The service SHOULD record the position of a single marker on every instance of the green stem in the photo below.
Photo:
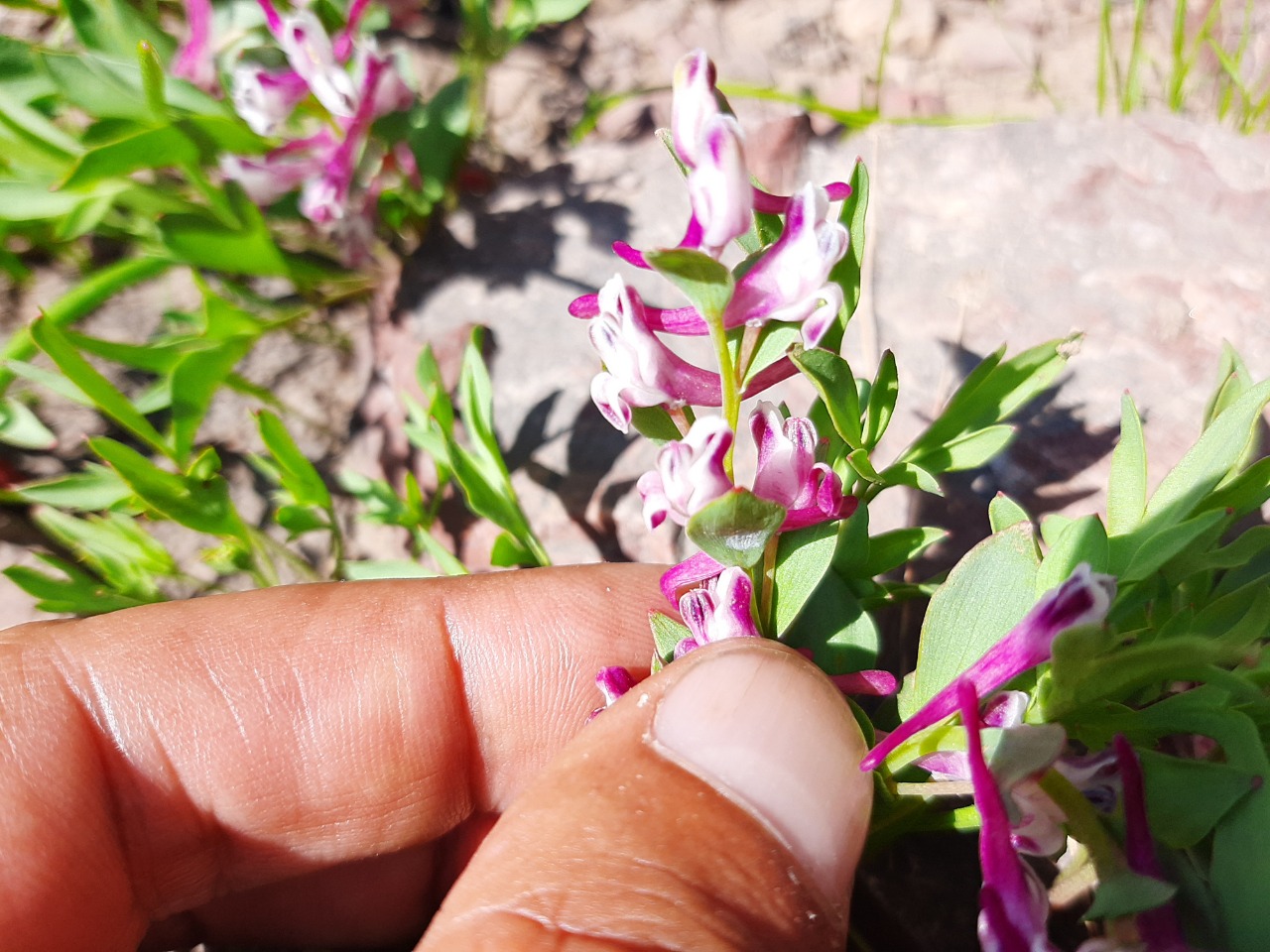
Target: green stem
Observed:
(726, 377)
(1083, 823)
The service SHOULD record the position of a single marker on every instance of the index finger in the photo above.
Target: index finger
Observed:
(157, 758)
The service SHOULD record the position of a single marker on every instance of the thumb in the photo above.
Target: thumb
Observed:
(716, 806)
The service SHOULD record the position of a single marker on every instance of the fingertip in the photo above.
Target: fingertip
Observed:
(717, 806)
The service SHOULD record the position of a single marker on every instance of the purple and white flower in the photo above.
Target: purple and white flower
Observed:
(1082, 599)
(266, 98)
(640, 370)
(716, 611)
(193, 61)
(1012, 902)
(690, 474)
(789, 474)
(790, 282)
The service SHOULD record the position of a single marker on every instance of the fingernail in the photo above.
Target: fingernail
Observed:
(766, 730)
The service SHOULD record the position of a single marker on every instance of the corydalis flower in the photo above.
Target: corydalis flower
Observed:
(310, 54)
(690, 474)
(1035, 820)
(640, 370)
(266, 98)
(717, 611)
(1157, 928)
(1012, 900)
(789, 474)
(790, 282)
(719, 188)
(1082, 599)
(193, 61)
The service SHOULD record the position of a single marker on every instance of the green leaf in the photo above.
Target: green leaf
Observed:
(366, 569)
(508, 552)
(1003, 512)
(1127, 892)
(841, 635)
(966, 452)
(835, 384)
(848, 273)
(558, 10)
(202, 506)
(153, 149)
(1232, 382)
(113, 546)
(19, 426)
(803, 557)
(991, 393)
(114, 27)
(95, 388)
(298, 520)
(203, 243)
(890, 549)
(90, 294)
(476, 399)
(775, 340)
(75, 593)
(911, 475)
(705, 282)
(1218, 449)
(1127, 486)
(194, 381)
(1080, 540)
(1167, 543)
(734, 529)
(654, 422)
(94, 489)
(153, 80)
(298, 475)
(667, 634)
(881, 400)
(1187, 798)
(985, 594)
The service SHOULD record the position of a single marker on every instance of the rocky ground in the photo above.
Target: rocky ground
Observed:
(1143, 232)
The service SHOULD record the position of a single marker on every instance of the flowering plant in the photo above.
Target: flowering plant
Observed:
(1097, 687)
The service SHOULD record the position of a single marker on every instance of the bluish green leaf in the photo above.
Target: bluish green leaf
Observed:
(194, 381)
(841, 635)
(1187, 798)
(848, 273)
(835, 384)
(985, 594)
(363, 569)
(298, 475)
(19, 426)
(890, 549)
(73, 593)
(154, 149)
(1003, 512)
(93, 489)
(95, 388)
(802, 560)
(734, 530)
(883, 394)
(705, 282)
(667, 634)
(202, 506)
(1218, 449)
(1082, 540)
(1127, 486)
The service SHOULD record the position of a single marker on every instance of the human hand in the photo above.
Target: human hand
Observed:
(322, 765)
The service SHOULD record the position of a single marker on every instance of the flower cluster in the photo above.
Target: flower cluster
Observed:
(788, 282)
(343, 76)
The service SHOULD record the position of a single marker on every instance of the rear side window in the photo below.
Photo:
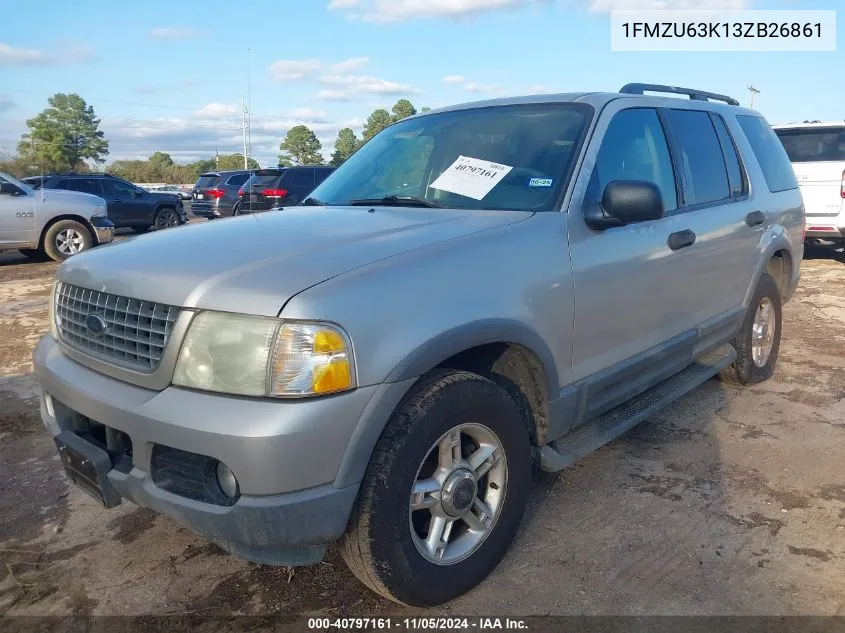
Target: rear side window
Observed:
(813, 145)
(736, 178)
(207, 181)
(634, 148)
(303, 178)
(700, 154)
(85, 185)
(237, 180)
(266, 177)
(769, 152)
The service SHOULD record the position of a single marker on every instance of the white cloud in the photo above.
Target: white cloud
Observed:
(294, 69)
(12, 56)
(334, 95)
(474, 87)
(308, 113)
(172, 33)
(217, 110)
(398, 10)
(368, 84)
(605, 6)
(353, 63)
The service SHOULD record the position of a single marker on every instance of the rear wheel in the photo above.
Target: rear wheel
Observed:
(66, 238)
(758, 341)
(444, 493)
(166, 218)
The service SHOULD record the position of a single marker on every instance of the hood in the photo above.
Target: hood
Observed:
(253, 264)
(61, 196)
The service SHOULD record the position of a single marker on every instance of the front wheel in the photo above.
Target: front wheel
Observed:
(66, 238)
(166, 218)
(444, 493)
(758, 341)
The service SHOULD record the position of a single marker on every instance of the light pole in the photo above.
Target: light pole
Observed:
(754, 92)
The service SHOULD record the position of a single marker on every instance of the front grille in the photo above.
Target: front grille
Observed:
(136, 331)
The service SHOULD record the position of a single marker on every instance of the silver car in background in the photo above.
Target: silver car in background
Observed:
(49, 222)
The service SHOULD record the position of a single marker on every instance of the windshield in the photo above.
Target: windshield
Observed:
(813, 145)
(514, 157)
(4, 177)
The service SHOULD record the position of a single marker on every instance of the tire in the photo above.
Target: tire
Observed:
(66, 238)
(166, 217)
(383, 544)
(749, 369)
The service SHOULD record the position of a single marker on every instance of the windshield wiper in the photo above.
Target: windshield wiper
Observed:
(388, 201)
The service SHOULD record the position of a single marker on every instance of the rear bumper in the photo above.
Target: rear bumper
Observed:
(824, 229)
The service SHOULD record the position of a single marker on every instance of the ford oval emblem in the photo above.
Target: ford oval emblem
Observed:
(95, 324)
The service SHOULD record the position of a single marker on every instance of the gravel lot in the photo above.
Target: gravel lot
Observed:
(732, 501)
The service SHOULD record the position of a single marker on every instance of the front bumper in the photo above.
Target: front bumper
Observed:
(285, 454)
(103, 230)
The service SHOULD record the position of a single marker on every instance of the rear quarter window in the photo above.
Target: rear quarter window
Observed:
(814, 145)
(207, 181)
(769, 152)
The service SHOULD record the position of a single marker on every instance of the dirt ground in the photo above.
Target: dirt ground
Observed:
(732, 501)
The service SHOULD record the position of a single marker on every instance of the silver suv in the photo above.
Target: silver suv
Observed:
(476, 290)
(53, 223)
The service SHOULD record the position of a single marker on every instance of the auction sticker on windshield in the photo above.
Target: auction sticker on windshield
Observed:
(471, 177)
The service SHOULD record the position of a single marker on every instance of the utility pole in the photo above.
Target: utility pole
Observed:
(243, 128)
(754, 92)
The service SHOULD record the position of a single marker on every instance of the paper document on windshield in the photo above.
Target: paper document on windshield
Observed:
(471, 177)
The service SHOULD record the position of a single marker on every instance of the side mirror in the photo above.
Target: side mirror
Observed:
(8, 189)
(625, 202)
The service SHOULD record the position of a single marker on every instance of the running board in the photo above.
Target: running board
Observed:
(584, 440)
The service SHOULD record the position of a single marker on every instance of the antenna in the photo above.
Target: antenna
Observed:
(754, 92)
(243, 128)
(248, 149)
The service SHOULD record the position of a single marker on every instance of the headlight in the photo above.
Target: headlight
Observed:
(256, 356)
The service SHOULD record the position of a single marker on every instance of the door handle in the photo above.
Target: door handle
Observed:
(755, 218)
(681, 239)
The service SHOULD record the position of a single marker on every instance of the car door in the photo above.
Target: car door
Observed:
(632, 318)
(17, 218)
(721, 217)
(127, 204)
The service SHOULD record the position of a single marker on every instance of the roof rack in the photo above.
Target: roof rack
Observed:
(695, 95)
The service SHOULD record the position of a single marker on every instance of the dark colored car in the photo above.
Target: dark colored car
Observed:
(216, 192)
(279, 186)
(128, 206)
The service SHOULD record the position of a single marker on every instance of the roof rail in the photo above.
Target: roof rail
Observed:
(695, 95)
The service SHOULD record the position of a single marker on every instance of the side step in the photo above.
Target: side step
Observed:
(593, 435)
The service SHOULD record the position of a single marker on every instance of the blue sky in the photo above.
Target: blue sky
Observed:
(170, 76)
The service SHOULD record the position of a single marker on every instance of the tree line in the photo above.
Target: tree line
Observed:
(66, 136)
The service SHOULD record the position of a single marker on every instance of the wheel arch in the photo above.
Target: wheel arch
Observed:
(66, 216)
(508, 353)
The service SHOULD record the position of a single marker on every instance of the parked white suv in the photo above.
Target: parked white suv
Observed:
(817, 152)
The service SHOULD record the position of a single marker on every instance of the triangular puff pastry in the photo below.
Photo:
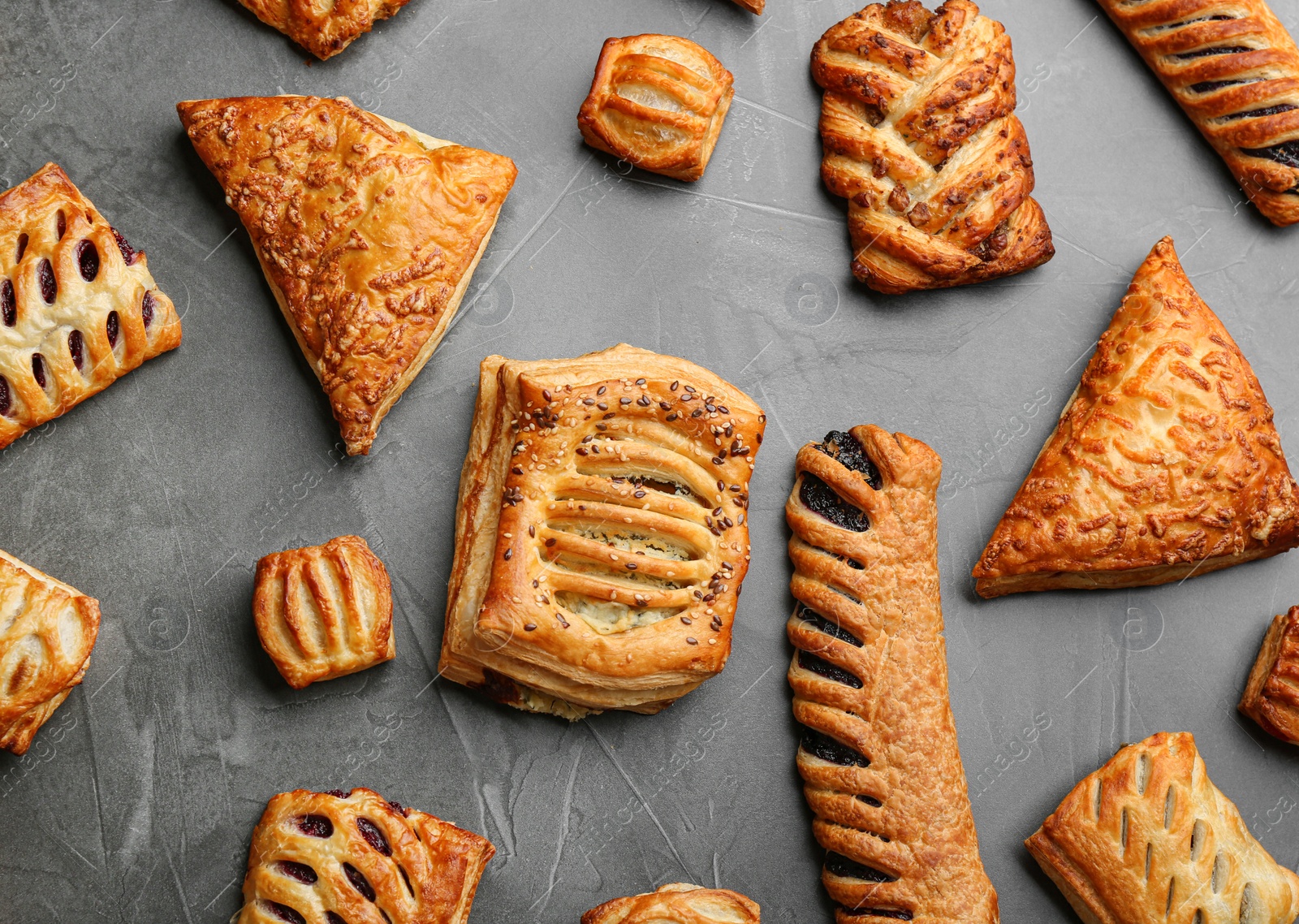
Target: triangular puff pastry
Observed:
(1166, 462)
(1149, 837)
(368, 233)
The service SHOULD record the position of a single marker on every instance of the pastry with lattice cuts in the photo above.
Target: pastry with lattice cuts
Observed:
(878, 755)
(677, 904)
(47, 631)
(658, 101)
(368, 233)
(1164, 464)
(78, 309)
(324, 858)
(324, 29)
(1150, 839)
(920, 136)
(1272, 693)
(1233, 68)
(324, 611)
(602, 532)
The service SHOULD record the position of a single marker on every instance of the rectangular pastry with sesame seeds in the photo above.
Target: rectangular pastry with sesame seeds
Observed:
(602, 532)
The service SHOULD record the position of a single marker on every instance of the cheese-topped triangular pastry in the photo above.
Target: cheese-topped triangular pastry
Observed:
(1150, 839)
(368, 233)
(1166, 462)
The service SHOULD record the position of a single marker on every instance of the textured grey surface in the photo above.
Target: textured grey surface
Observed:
(158, 497)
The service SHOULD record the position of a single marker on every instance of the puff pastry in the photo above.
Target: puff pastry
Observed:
(324, 611)
(658, 101)
(920, 136)
(367, 231)
(1272, 693)
(878, 755)
(78, 309)
(602, 532)
(322, 858)
(1233, 68)
(1149, 839)
(324, 29)
(47, 631)
(677, 904)
(1166, 462)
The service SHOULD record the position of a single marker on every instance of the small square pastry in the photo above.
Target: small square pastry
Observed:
(602, 532)
(324, 858)
(324, 611)
(1150, 840)
(658, 101)
(368, 233)
(677, 904)
(1272, 693)
(78, 309)
(47, 631)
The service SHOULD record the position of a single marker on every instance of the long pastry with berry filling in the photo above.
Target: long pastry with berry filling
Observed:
(878, 757)
(1234, 71)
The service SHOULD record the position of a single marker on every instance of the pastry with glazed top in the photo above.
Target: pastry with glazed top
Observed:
(602, 532)
(878, 755)
(78, 309)
(1234, 71)
(920, 136)
(1149, 839)
(658, 101)
(368, 233)
(324, 611)
(47, 631)
(1164, 464)
(324, 858)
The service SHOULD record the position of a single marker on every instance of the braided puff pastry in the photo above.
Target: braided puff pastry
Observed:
(324, 611)
(658, 101)
(677, 904)
(920, 136)
(367, 231)
(1150, 840)
(878, 757)
(1234, 69)
(1166, 462)
(47, 631)
(601, 532)
(322, 858)
(78, 309)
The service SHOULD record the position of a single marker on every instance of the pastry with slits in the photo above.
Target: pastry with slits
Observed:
(47, 631)
(1150, 840)
(324, 611)
(355, 858)
(658, 101)
(1234, 71)
(920, 136)
(602, 532)
(878, 755)
(78, 307)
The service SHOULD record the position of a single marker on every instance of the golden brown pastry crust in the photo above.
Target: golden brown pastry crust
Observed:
(1272, 693)
(47, 631)
(677, 904)
(580, 581)
(1149, 839)
(94, 330)
(658, 101)
(324, 611)
(367, 231)
(1245, 101)
(324, 29)
(357, 855)
(920, 136)
(1166, 462)
(880, 761)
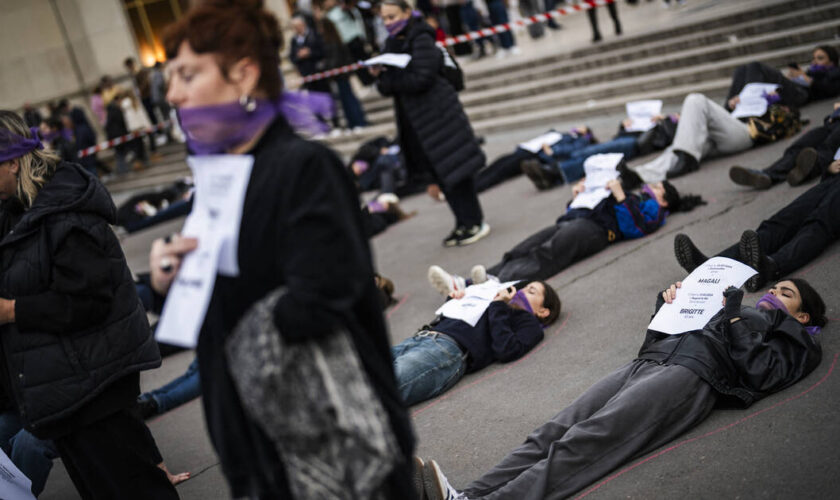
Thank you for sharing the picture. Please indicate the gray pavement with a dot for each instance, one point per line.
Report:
(785, 446)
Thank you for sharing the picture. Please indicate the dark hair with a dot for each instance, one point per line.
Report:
(831, 52)
(684, 203)
(551, 301)
(402, 4)
(232, 30)
(812, 303)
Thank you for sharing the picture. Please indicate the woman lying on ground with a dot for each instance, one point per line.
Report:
(790, 239)
(583, 232)
(742, 355)
(436, 357)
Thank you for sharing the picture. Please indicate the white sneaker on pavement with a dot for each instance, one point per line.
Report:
(437, 486)
(444, 282)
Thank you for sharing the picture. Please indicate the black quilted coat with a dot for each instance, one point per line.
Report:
(434, 132)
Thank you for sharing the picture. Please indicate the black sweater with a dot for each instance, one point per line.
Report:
(501, 334)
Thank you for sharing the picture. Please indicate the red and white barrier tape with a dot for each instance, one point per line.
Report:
(475, 35)
(119, 140)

◆ **WORK TO COMPLETE**: Rewrite the records from the start through the line containing "(1097, 687)", replacing "corydalis flower" with "corydalis blossom" and keeping everything else the same. Leave the pictures out.

◆ **RESULT OF THE EXERCISE**:
The service SHOULD record the position of a single marker on every instance of the green stem in the photo below.
Photo:
Target: green stem
Observed:
(726, 377)
(1083, 823)
The service SHOULD record the position of a single marker on every instance of the index finger in the photo above.
Target: index finger
Observed:
(157, 758)
The service SHOULD record the position of a single marker on every instance of the thumb in the photo above.
Target: thumb
Observed:
(716, 806)
The service SHOULD record the position of a single marker on every instance of the fingertip in the photo above.
Target: fingertip
Observed:
(717, 806)
The service SHOULD record the position of a single marker on every instance of the purple and white flower in the photo above.
Target: purple and white flower
Observed:
(1082, 599)
(266, 98)
(640, 370)
(716, 611)
(193, 61)
(1012, 902)
(690, 474)
(789, 474)
(790, 282)
The service SHOULD record the position of a single marker on every instance of the fingernail in the photo above.
Target: fingernail
Observed:
(766, 730)
The service SHOULD record the position of a single marker on every instance of the corydalis blossom in the photo above.
Target: corydalis blossom
Observed:
(310, 54)
(690, 474)
(1035, 820)
(640, 370)
(266, 98)
(717, 611)
(1157, 928)
(1012, 900)
(789, 474)
(790, 282)
(719, 188)
(1082, 599)
(193, 61)
The service SHOULD record the position of a single marker on every instance of the green leaf in the photo above.
Target: green leaf
Observed:
(366, 569)
(508, 552)
(1003, 512)
(1127, 892)
(841, 635)
(966, 452)
(835, 384)
(848, 273)
(558, 10)
(202, 506)
(153, 149)
(1232, 382)
(113, 546)
(19, 426)
(803, 557)
(991, 393)
(114, 27)
(95, 388)
(298, 520)
(203, 243)
(890, 549)
(90, 294)
(476, 399)
(775, 340)
(75, 593)
(911, 475)
(705, 282)
(1218, 449)
(1127, 486)
(194, 381)
(1080, 540)
(1167, 543)
(734, 529)
(654, 422)
(94, 489)
(153, 80)
(298, 475)
(667, 634)
(881, 400)
(1187, 798)
(985, 594)
The service SHOULD record the position of a single marker on every instance of the rocky ground in the photo above.
Target: rocky ground
Observed:
(1143, 232)
The service SHOULD record the position of a single marker on every instance of the flowering plant in the photo above.
Target: flowering plant
Observed:
(1097, 687)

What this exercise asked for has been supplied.